◆ **Stated task**: Could you rewrite everything from the line containing "this sample: (115,202)." down to the end of the entries, requests included, adding 74 to each coordinate in the answer points? Leave the numbers in the requests and their sample pairs unchanged.
============================================================
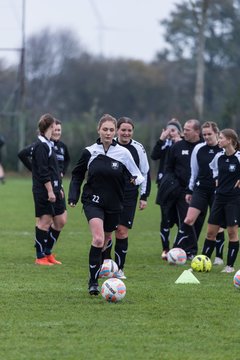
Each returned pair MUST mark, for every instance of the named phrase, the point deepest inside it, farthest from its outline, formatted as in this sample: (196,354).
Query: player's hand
(165,134)
(188,198)
(237,184)
(72,204)
(142,204)
(51,196)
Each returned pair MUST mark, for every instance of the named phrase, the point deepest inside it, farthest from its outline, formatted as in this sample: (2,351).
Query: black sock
(106,254)
(164,234)
(186,237)
(52,239)
(40,242)
(95,261)
(208,247)
(121,247)
(220,244)
(233,248)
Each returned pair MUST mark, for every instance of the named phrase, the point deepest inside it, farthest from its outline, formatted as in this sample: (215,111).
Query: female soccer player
(200,193)
(125,128)
(47,193)
(169,217)
(109,167)
(225,210)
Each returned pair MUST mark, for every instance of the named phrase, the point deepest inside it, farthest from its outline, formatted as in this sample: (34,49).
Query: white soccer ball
(236,280)
(113,290)
(108,268)
(176,256)
(201,263)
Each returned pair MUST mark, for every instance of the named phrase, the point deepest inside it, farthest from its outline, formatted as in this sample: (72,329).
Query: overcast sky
(112,28)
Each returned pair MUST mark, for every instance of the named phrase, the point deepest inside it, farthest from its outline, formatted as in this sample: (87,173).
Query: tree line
(195,76)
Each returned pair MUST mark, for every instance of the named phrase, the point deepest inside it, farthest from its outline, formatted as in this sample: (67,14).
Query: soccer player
(47,193)
(200,193)
(61,151)
(225,211)
(125,128)
(109,166)
(178,165)
(2,173)
(169,136)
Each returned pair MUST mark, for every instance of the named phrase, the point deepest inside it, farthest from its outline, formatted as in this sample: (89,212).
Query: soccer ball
(236,279)
(176,256)
(108,268)
(201,263)
(113,290)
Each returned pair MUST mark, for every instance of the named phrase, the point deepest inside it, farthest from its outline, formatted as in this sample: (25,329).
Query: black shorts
(201,199)
(110,220)
(127,215)
(225,211)
(45,207)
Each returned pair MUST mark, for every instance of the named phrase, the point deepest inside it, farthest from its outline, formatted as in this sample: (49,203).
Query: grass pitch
(46,313)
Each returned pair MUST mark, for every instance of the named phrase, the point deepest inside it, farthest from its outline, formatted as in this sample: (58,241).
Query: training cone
(187,277)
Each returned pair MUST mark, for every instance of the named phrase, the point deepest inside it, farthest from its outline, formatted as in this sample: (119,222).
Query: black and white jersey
(140,157)
(63,156)
(45,166)
(226,169)
(25,155)
(106,176)
(160,152)
(179,161)
(60,149)
(201,174)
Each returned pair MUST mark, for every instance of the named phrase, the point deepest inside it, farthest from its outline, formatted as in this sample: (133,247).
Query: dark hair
(232,135)
(45,122)
(58,122)
(107,117)
(124,120)
(195,123)
(175,122)
(212,125)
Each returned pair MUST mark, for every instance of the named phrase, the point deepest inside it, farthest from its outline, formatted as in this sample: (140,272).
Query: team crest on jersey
(232,167)
(115,165)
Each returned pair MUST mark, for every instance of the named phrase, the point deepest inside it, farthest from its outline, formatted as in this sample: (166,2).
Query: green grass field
(46,313)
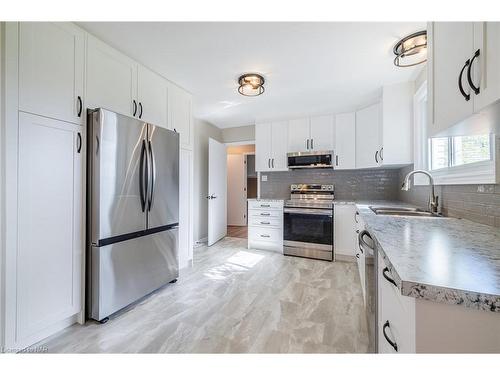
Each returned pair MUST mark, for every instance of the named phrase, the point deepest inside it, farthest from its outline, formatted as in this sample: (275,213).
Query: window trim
(481,172)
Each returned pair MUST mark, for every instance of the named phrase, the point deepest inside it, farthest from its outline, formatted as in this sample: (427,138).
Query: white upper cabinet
(270,146)
(397,124)
(262,147)
(152,97)
(463,74)
(311,134)
(111,79)
(322,133)
(368,136)
(450,48)
(299,135)
(486,64)
(279,132)
(179,106)
(51,70)
(50,224)
(345,141)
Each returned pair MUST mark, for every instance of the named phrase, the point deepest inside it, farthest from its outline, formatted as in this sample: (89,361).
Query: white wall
(236,185)
(202,131)
(239,134)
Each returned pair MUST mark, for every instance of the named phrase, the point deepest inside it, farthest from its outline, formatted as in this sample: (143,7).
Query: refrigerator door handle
(143,176)
(152,175)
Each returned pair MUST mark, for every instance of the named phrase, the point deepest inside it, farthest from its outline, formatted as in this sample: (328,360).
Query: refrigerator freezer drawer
(124,272)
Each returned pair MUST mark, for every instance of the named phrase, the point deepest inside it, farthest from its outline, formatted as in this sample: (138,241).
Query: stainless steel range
(308,222)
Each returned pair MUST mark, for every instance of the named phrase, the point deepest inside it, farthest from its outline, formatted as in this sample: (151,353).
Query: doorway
(241,185)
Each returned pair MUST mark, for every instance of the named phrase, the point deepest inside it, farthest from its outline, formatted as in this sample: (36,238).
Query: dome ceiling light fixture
(251,84)
(411,50)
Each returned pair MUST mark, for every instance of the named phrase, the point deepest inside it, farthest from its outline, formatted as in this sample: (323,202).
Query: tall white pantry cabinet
(53,72)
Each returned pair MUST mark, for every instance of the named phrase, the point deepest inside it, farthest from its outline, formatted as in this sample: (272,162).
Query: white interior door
(217,191)
(236,192)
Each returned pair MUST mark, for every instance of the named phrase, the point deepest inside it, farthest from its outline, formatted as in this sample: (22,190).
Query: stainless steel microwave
(310,159)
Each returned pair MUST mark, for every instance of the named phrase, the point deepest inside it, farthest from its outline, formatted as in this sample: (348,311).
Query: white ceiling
(310,68)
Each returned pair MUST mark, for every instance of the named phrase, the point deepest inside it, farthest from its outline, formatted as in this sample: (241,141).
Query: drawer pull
(391,343)
(390,279)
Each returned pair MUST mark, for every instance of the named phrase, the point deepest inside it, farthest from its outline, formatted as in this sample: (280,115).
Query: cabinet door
(180,115)
(152,96)
(345,230)
(111,79)
(368,137)
(298,135)
(50,247)
(452,46)
(322,133)
(51,73)
(345,141)
(185,208)
(263,147)
(279,132)
(485,66)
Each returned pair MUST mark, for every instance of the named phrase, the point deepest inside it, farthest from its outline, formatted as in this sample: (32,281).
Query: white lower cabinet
(265,225)
(396,315)
(50,225)
(344,231)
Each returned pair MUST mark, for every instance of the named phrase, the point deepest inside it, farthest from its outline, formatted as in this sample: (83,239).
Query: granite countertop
(447,260)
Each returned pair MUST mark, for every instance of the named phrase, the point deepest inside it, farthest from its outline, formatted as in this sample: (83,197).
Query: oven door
(308,232)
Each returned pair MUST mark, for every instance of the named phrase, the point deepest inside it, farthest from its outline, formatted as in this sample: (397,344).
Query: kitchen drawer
(265,205)
(399,311)
(263,221)
(265,234)
(258,214)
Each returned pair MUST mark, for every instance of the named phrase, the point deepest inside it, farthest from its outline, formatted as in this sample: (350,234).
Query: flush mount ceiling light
(251,84)
(411,50)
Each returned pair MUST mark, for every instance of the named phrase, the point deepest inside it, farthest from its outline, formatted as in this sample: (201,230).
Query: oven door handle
(308,211)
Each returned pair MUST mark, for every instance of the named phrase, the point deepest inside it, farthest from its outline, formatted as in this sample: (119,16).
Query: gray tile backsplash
(370,184)
(479,203)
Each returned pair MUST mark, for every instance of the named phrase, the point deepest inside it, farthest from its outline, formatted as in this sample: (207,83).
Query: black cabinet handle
(391,343)
(460,87)
(388,278)
(469,76)
(78,142)
(80,106)
(361,240)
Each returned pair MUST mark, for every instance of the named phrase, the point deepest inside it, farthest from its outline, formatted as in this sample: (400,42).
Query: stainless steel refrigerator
(132,210)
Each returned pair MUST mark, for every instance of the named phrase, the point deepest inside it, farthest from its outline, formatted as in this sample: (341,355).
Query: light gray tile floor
(235,300)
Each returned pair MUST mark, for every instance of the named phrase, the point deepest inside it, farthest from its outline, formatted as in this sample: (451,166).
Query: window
(455,151)
(452,160)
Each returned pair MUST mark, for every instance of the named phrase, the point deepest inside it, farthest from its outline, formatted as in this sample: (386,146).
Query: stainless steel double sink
(402,211)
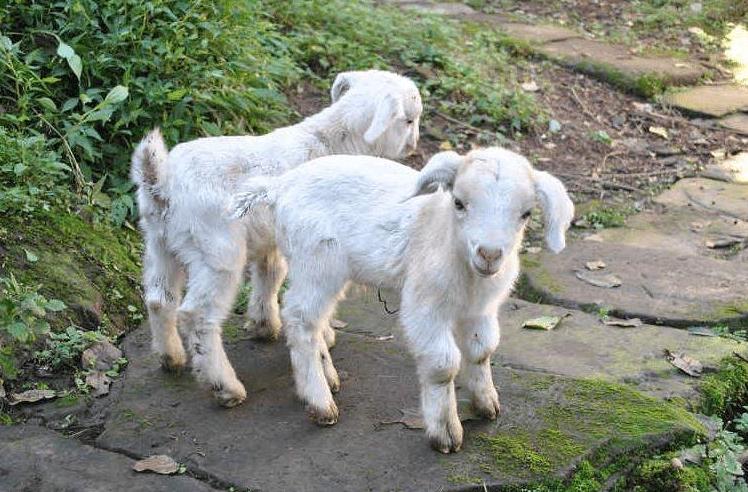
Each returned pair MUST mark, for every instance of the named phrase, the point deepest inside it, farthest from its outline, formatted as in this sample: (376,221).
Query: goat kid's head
(492,192)
(382,106)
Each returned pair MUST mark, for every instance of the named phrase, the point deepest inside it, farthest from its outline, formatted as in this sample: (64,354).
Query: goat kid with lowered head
(448,238)
(184,199)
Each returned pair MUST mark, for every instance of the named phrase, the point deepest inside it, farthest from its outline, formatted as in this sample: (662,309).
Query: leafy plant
(66,347)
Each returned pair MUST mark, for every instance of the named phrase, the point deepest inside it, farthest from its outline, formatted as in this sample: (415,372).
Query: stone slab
(582,346)
(659,285)
(268,442)
(737,122)
(732,170)
(717,197)
(712,100)
(589,55)
(36,459)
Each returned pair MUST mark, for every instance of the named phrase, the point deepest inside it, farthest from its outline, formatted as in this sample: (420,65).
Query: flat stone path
(682,264)
(36,459)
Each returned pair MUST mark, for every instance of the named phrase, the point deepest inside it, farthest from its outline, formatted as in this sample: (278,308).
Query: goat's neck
(333,136)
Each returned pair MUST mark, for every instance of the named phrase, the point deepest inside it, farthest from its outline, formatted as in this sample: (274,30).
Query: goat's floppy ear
(342,83)
(558,209)
(387,110)
(439,171)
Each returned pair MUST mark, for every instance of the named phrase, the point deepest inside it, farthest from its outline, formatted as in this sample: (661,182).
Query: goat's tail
(253,192)
(148,168)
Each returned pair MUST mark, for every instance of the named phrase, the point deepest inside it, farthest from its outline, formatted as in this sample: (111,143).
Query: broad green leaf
(117,95)
(55,305)
(65,51)
(47,103)
(30,256)
(76,65)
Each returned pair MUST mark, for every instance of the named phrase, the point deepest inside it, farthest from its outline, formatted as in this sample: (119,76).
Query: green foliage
(23,312)
(31,175)
(65,348)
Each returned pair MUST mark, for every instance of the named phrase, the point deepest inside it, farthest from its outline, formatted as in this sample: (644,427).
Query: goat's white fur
(184,200)
(448,238)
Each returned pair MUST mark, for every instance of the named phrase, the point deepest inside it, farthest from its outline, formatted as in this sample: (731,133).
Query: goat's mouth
(485,272)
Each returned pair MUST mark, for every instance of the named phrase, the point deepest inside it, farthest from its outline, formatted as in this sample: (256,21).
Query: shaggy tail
(148,170)
(254,192)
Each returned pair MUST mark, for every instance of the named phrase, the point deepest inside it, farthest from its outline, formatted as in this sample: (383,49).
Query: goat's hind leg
(308,305)
(267,274)
(163,284)
(478,338)
(210,294)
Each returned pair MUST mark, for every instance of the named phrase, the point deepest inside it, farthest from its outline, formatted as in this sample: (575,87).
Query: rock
(733,170)
(737,122)
(39,459)
(100,356)
(712,100)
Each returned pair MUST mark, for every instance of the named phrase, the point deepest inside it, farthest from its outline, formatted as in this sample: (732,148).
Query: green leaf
(56,305)
(30,256)
(18,330)
(76,65)
(47,103)
(65,51)
(117,95)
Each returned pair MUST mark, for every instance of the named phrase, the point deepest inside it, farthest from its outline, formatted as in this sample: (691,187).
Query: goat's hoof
(264,331)
(173,364)
(448,439)
(488,408)
(229,397)
(324,418)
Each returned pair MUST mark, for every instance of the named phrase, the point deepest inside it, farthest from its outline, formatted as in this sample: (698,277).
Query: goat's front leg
(267,272)
(438,362)
(478,338)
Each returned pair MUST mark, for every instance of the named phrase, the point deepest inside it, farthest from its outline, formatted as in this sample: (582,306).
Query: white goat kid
(447,237)
(184,199)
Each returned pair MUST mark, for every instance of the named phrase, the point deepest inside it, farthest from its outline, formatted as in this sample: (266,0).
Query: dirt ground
(599,141)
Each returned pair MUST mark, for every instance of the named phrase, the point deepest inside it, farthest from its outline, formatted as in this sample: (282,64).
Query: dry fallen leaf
(100,356)
(158,463)
(31,396)
(660,131)
(607,281)
(624,323)
(722,242)
(99,382)
(687,364)
(702,331)
(595,265)
(542,323)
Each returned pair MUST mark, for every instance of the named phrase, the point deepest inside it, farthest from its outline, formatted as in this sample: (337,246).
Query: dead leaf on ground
(100,356)
(412,418)
(702,331)
(659,131)
(31,396)
(722,242)
(543,322)
(338,324)
(99,382)
(623,323)
(687,364)
(595,265)
(608,281)
(158,463)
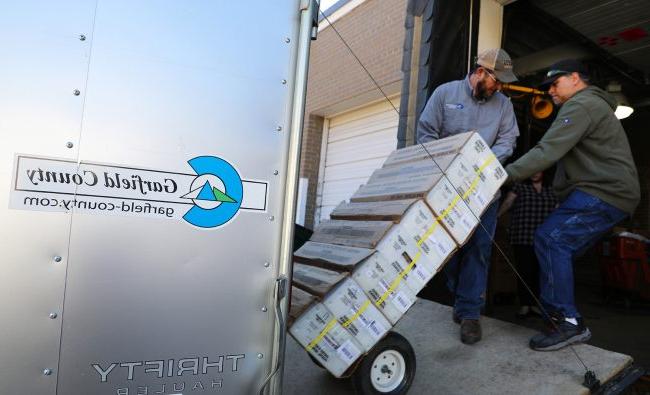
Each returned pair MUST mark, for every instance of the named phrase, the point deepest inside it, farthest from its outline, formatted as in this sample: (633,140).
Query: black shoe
(559,335)
(524,312)
(470,331)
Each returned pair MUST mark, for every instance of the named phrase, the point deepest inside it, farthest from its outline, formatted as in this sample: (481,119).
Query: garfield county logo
(217,192)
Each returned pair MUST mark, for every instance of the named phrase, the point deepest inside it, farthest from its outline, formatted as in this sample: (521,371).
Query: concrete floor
(501,363)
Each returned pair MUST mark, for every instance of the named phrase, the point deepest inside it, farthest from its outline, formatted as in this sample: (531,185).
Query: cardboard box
(394,241)
(451,145)
(300,301)
(466,160)
(372,211)
(363,234)
(429,235)
(319,332)
(452,211)
(331,256)
(356,313)
(418,181)
(425,235)
(384,286)
(315,280)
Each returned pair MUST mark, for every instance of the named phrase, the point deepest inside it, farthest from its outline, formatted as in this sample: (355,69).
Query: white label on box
(441,249)
(467,224)
(481,198)
(348,352)
(402,302)
(422,273)
(376,329)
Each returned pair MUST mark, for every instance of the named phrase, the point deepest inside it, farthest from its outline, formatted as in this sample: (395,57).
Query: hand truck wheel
(389,368)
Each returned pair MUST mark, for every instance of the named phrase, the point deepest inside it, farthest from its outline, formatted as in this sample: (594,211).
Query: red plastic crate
(629,275)
(624,248)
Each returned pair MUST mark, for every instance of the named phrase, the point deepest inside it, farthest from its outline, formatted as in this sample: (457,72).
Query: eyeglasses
(553,73)
(492,76)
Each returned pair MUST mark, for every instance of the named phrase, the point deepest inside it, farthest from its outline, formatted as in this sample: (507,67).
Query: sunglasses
(496,80)
(553,73)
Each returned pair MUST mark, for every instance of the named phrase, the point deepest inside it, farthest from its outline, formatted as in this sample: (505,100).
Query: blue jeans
(567,232)
(467,270)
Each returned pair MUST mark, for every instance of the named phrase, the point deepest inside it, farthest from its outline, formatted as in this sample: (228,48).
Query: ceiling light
(623,110)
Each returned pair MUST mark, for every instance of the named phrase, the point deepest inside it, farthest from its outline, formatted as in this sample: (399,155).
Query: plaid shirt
(529,211)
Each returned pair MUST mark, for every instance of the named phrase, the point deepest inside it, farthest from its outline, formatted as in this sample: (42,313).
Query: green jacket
(591,149)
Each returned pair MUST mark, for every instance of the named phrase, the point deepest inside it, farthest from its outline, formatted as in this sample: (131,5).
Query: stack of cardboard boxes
(361,271)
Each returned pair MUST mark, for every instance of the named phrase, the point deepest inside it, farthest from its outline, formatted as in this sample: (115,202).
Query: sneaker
(560,335)
(470,331)
(455,317)
(534,310)
(523,312)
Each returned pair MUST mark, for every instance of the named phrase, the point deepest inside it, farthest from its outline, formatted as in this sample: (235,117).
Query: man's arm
(507,203)
(506,139)
(566,131)
(430,121)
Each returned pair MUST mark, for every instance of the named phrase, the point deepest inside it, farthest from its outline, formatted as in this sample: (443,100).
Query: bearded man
(474,103)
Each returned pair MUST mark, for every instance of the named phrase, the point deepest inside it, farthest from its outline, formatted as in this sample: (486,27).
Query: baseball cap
(563,67)
(498,61)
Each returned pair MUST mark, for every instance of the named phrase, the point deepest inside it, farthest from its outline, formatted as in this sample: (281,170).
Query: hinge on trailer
(591,381)
(315,6)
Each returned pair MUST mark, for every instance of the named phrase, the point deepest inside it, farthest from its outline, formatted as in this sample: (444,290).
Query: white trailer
(148,166)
============================================================
◆ **Solution to the exercise**:
Each returned pair MUST mark, for every instance of the named phrase, the point deepest inside it, farthest from its outline, formatted as in this sample: (115,202).
Query: sneaker
(634,409)
(544,405)
(529,391)
(608,384)
(597,386)
Each returned pair MUST mark, for every instance of the named phrase, the point deepest inside it, farthest from its outline, formatted as in this sample: (235,117).
Query: man's arm
(581,277)
(580,213)
(640,205)
(504,195)
Each returned pair MUST mark, for every instance of the named phrase, the point deepest inside it, farthest from its outline, formatted as in this sample: (443,100).
Query: bearded man
(548,177)
Each returned pair MUST mark, for every instance of the named phrase, the point deepest inside it, farthest from its outline, formatted as in this sample: (486,27).
Query: baseball cap
(637,141)
(572,135)
Each returned pair MUST mark, for every instance of the named phrase, the point deepest inside it, farthest from its outline, formatted as in this sample: (281,170).
Query: hinge on trailer
(665,455)
(389,80)
Each returned pair MUST mark, for every instance of the named phrase, the point deepest inside it, farthest from its outline, formatted as in this sample: (444,290).
Query: white trailer
(222,240)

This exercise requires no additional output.